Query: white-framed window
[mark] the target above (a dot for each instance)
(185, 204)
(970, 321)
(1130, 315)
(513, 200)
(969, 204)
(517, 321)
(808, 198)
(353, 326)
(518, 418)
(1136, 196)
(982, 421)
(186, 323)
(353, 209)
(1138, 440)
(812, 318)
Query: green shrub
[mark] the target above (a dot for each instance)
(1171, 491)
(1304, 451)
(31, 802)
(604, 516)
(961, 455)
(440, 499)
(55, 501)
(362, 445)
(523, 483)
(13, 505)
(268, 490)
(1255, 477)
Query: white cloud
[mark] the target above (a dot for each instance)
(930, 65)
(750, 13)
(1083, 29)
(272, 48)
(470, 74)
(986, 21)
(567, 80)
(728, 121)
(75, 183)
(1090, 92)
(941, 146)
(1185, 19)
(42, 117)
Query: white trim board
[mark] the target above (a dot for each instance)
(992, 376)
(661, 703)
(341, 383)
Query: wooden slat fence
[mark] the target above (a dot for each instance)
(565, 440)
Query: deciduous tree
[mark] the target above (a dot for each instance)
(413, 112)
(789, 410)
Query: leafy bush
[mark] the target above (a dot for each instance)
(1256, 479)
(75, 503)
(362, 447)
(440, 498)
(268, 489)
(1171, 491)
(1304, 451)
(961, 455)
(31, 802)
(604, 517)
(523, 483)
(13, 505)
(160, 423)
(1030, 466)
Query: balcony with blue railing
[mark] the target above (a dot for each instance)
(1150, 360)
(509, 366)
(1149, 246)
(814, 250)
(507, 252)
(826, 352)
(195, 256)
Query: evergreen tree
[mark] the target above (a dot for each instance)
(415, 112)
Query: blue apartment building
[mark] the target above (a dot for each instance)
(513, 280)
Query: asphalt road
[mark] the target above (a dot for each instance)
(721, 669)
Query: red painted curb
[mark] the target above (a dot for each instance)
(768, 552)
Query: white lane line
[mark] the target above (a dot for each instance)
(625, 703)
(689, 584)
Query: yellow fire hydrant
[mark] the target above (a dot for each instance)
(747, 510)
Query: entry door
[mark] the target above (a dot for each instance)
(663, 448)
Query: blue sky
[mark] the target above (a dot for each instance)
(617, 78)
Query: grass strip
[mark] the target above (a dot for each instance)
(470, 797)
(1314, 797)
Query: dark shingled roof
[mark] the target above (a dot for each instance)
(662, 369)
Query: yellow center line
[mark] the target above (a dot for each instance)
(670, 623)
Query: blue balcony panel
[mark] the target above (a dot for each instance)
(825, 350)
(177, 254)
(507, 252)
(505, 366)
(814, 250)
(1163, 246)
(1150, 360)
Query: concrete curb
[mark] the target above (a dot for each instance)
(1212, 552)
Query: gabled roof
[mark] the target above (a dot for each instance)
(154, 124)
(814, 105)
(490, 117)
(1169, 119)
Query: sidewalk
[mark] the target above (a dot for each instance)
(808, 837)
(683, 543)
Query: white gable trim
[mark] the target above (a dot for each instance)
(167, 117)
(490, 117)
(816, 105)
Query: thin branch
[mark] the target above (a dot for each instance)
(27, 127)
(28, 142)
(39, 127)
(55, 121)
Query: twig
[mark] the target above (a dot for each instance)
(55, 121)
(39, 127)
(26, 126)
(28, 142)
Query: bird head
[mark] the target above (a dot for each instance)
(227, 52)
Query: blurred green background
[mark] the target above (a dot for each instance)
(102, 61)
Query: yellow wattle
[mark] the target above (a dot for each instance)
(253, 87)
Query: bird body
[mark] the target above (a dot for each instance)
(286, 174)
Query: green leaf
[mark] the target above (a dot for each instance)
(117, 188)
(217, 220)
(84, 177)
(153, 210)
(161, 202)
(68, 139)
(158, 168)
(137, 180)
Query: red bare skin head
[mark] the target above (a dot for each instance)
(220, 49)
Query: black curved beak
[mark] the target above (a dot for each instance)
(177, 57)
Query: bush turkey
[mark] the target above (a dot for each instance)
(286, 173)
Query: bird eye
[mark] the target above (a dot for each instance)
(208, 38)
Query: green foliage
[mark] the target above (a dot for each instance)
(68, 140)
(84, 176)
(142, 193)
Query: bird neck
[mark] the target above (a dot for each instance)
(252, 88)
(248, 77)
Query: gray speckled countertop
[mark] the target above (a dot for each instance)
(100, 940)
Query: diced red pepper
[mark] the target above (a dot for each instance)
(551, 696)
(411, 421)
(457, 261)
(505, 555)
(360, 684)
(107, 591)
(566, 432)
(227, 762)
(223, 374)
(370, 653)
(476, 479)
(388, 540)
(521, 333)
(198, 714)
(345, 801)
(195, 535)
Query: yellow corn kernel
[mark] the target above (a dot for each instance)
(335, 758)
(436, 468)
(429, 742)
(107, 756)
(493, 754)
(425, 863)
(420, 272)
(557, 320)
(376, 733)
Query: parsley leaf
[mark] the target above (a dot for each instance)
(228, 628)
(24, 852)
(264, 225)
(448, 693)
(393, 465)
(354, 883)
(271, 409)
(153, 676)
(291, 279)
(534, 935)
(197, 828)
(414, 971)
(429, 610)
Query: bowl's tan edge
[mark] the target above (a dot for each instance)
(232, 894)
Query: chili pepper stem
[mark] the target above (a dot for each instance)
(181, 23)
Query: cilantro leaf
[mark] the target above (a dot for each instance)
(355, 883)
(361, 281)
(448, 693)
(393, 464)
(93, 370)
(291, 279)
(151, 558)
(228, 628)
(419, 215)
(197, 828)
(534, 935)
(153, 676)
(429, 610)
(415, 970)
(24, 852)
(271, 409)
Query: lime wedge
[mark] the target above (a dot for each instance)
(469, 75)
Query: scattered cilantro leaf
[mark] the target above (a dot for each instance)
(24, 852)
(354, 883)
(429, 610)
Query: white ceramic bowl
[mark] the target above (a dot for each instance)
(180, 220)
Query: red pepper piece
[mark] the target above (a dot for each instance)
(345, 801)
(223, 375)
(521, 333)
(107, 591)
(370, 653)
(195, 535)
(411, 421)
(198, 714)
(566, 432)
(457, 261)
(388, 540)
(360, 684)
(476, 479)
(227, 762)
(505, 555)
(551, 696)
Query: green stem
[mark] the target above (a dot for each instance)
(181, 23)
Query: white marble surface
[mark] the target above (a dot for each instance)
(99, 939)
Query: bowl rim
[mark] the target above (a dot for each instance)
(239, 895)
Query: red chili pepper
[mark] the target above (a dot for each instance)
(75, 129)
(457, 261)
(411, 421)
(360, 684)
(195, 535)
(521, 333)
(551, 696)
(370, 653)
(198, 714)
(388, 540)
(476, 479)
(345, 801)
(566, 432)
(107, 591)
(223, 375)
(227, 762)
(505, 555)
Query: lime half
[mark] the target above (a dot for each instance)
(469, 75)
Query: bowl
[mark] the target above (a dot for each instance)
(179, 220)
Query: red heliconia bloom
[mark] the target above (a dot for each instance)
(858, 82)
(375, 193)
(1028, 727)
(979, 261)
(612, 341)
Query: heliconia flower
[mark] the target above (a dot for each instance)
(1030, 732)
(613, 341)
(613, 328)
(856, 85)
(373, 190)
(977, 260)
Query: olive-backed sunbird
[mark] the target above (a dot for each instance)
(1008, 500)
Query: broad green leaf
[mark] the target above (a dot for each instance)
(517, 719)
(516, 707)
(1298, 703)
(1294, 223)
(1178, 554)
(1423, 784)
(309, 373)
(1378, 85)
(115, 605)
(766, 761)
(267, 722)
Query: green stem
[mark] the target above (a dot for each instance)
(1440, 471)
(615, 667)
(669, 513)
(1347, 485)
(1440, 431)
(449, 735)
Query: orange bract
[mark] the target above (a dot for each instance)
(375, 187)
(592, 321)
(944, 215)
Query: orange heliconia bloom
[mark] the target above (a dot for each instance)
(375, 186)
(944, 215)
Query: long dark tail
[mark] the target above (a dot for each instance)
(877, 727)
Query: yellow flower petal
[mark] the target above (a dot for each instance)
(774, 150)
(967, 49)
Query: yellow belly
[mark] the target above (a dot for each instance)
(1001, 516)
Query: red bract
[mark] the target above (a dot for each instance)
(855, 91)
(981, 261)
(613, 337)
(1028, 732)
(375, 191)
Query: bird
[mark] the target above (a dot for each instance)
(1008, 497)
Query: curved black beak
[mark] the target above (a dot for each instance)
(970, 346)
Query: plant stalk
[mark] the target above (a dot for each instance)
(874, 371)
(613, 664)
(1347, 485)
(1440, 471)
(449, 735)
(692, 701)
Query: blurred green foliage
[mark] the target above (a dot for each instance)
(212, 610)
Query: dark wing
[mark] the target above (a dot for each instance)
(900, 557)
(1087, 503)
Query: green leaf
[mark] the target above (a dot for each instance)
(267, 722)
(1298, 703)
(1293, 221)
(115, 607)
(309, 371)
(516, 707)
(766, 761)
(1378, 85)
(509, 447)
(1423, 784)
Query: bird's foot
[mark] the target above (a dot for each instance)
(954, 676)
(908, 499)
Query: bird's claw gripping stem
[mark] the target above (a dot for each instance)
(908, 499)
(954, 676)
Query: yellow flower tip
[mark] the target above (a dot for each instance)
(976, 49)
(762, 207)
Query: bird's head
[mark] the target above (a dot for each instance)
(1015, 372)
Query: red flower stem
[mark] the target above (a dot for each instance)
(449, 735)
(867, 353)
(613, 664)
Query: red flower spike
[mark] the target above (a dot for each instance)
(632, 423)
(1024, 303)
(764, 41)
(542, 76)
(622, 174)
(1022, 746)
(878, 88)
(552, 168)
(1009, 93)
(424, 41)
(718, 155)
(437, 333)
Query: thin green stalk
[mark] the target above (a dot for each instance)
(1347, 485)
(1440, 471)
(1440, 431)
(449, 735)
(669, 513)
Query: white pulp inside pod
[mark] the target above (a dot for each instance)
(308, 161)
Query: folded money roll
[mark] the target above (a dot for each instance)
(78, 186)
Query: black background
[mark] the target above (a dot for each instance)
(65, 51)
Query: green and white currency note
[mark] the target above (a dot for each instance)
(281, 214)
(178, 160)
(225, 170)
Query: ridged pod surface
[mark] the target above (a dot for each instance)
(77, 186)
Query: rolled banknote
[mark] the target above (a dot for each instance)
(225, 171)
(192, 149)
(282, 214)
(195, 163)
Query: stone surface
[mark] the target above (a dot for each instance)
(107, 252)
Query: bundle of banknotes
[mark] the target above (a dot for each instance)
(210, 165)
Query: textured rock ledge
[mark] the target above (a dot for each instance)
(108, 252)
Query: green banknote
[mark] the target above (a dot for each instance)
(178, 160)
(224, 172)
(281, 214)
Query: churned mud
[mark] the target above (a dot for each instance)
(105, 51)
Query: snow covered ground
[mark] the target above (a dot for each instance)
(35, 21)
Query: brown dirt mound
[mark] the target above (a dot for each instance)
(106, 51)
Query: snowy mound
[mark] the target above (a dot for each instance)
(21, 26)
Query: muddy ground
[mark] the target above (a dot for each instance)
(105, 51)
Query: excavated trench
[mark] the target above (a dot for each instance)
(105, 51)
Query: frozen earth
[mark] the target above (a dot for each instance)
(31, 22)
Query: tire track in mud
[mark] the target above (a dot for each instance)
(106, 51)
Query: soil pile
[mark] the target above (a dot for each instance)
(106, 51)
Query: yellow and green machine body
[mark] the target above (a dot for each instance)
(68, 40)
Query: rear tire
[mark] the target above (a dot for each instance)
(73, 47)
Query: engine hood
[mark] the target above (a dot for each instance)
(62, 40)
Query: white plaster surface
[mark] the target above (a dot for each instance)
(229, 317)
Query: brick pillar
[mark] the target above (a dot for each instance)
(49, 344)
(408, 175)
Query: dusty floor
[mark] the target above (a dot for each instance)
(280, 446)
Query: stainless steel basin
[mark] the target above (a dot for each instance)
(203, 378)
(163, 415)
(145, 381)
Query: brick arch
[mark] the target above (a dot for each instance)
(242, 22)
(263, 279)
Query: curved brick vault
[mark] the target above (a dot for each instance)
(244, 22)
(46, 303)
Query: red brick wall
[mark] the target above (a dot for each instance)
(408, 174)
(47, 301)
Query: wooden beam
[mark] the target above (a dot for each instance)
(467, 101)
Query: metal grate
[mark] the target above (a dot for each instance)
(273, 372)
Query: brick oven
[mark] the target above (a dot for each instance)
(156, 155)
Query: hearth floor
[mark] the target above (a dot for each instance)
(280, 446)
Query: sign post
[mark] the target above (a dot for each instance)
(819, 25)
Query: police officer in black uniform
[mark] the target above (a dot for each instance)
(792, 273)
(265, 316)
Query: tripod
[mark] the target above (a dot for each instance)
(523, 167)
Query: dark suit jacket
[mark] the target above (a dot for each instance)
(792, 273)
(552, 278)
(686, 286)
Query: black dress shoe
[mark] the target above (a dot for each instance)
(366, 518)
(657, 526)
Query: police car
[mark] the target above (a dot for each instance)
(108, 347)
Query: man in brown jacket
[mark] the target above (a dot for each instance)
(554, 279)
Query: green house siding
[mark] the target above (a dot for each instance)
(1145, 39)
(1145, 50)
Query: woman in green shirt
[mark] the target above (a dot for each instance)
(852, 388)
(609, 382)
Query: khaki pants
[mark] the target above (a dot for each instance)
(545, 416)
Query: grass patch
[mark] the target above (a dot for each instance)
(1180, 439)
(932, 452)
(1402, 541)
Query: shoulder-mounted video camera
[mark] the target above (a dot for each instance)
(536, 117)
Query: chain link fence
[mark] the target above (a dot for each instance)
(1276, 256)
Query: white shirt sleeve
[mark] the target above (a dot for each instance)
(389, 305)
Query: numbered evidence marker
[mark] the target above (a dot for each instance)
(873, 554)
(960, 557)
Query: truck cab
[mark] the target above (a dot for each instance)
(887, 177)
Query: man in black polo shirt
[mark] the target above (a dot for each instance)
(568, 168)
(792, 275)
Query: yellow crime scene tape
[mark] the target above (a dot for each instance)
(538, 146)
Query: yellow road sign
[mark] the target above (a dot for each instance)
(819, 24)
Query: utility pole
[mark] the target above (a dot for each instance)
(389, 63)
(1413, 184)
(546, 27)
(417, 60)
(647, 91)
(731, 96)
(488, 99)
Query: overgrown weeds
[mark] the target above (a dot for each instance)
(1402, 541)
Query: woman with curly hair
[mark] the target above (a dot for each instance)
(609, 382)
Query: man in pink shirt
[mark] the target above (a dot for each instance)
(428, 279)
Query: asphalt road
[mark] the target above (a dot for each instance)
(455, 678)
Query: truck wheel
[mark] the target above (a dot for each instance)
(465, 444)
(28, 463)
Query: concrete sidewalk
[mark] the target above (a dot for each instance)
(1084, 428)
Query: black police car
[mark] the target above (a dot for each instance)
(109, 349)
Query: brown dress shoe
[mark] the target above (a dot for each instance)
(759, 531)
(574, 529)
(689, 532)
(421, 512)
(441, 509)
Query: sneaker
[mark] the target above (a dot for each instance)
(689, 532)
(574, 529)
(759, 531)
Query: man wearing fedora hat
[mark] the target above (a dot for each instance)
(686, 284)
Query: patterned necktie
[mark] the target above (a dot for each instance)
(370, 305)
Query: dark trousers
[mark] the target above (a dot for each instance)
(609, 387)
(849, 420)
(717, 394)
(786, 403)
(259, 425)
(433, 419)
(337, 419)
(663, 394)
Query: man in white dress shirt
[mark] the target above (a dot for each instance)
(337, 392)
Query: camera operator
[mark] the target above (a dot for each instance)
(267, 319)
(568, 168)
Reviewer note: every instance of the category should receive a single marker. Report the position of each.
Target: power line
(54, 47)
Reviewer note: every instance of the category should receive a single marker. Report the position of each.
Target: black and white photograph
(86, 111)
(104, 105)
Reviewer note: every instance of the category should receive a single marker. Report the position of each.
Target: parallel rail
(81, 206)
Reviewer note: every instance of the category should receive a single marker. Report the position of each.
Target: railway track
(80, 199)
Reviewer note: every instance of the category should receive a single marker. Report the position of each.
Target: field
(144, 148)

····················

YOUR TASK:
Repeat, exactly and only, the lines above from the one containing "Query: brown dress shoe" through the end of the material.

WORKED ANSWER:
Query: brown dress shoe
[mark] the target above (a dot for each instance)
(759, 531)
(574, 529)
(689, 532)
(421, 512)
(441, 509)
Query: sneaker
[mark] the target above (a dot for each instance)
(689, 532)
(574, 529)
(759, 531)
Query: man wearing fedora hat
[mark] the target above (a dot for each instance)
(686, 284)
Query: patterned necktie
[mark] the target above (a dot for each instance)
(370, 305)
Query: dark trousers
[mark] the target above (a dot for each instance)
(609, 387)
(849, 420)
(717, 394)
(786, 403)
(259, 425)
(433, 419)
(337, 419)
(663, 394)
Query: man in white dress shirt
[mark] the target above (a dot for each instance)
(337, 392)
Query: camera operator
[mark] the target above (a dot for each instance)
(267, 319)
(568, 168)
Reviewer note: every instance of the category should receive a single marker. Report the position of each.
Target: power line
(54, 47)
Reviewer note: every instance of the category should receive a single marker. Report the position of each.
Target: black and white photograph
(86, 111)
(104, 105)
Reviewer note: every instance of the category should receive a single marker. Report the position of each.
Target: parallel rail
(81, 206)
Reviewer note: every instance of the category should receive a single marker. Report the position of each.
Target: railway track
(80, 199)
Reviewer note: every instance of the category should receive a single marker. Report the position of each.
Target: field
(144, 148)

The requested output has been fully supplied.